» Directions: Copy out the entries in full and with complete accuracy; pictures are excluded.

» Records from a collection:
↓
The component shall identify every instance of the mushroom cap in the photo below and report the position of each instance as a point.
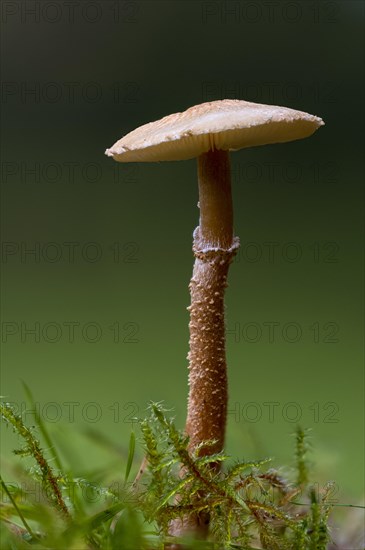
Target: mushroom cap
(228, 124)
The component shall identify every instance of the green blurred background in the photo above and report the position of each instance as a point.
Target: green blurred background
(106, 287)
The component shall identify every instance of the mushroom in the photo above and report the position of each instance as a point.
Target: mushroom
(209, 131)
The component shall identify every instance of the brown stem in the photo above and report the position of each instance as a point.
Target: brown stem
(214, 248)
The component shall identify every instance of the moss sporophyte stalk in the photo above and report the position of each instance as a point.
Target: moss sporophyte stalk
(209, 131)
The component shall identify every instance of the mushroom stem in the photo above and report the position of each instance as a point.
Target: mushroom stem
(214, 248)
(215, 199)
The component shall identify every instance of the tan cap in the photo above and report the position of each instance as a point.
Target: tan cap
(228, 124)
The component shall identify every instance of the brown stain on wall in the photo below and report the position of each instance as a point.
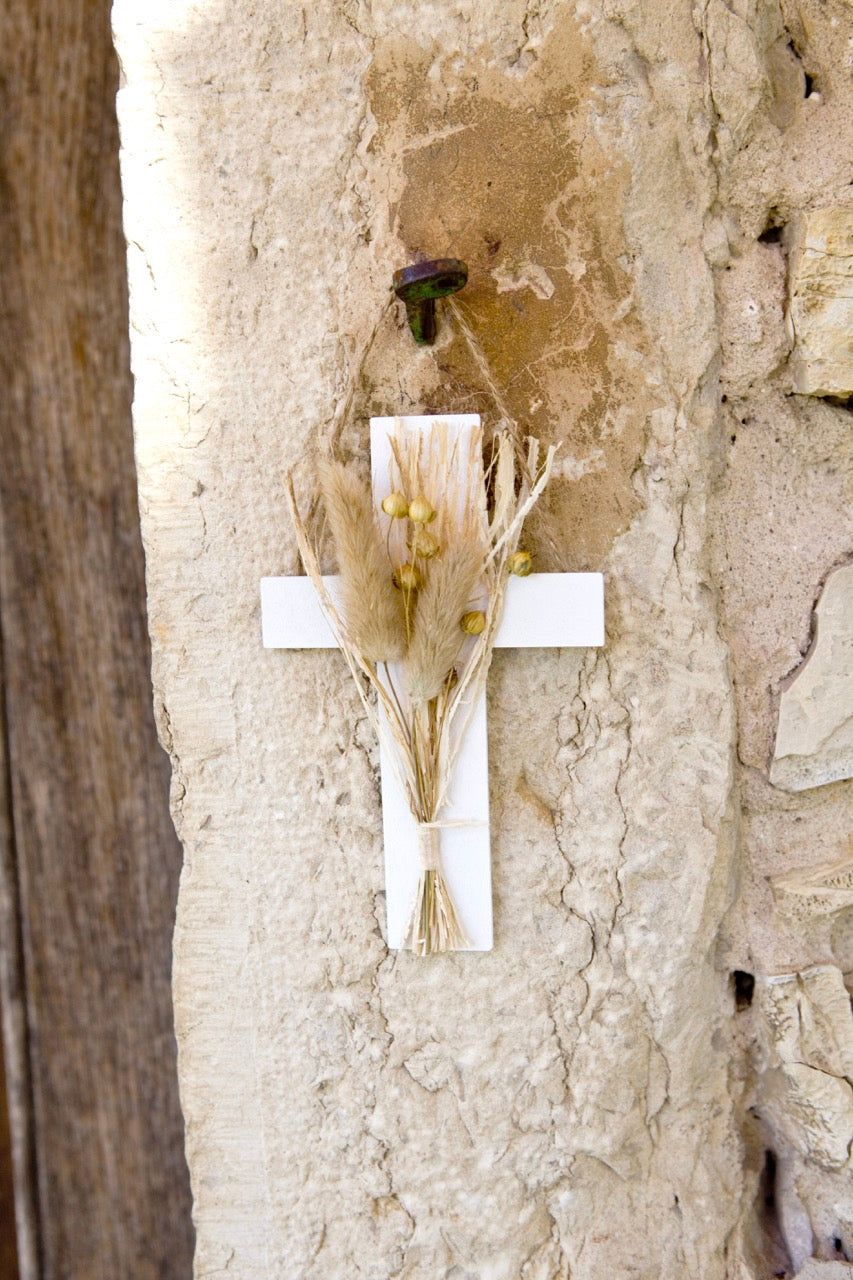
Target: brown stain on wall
(498, 168)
↑
» Expected answer:
The component shall identify every instance of the mushroom cap in the photo below and report the position of each instance as a point.
Target: mushroom cap
(228, 124)
The component shall identify every instance of the green blurred background in the photo above and report the position of each instance as a point.
Target: green blurred background
(106, 287)
The component shall identify every instance of the mushroom in the photo above and report the position of each instance as a point.
Target: mushroom
(209, 131)
The component shall identify every instance of the brown stem in the photo above and report the position of each instance as a point.
Target: brown stem
(214, 248)
The component shall identify every instance of the moss sporophyte stalk in the photo above and report the position of each instance as a point.
Target: moss sporophyte stalk
(209, 131)
The component shall identify every instance of the mushroom stem in the photo above and report the position of each instance as a point.
Target: mushroom stem
(214, 248)
(215, 199)
The component shall identify every instance of the tan cap in the photo above and report the position of each instance as a point.
Target: tan cap
(228, 124)
The component shall identify every instance of the brown stain on wall in the photo below and report the position of each instance as a point.
Target: brown stain on wall
(498, 168)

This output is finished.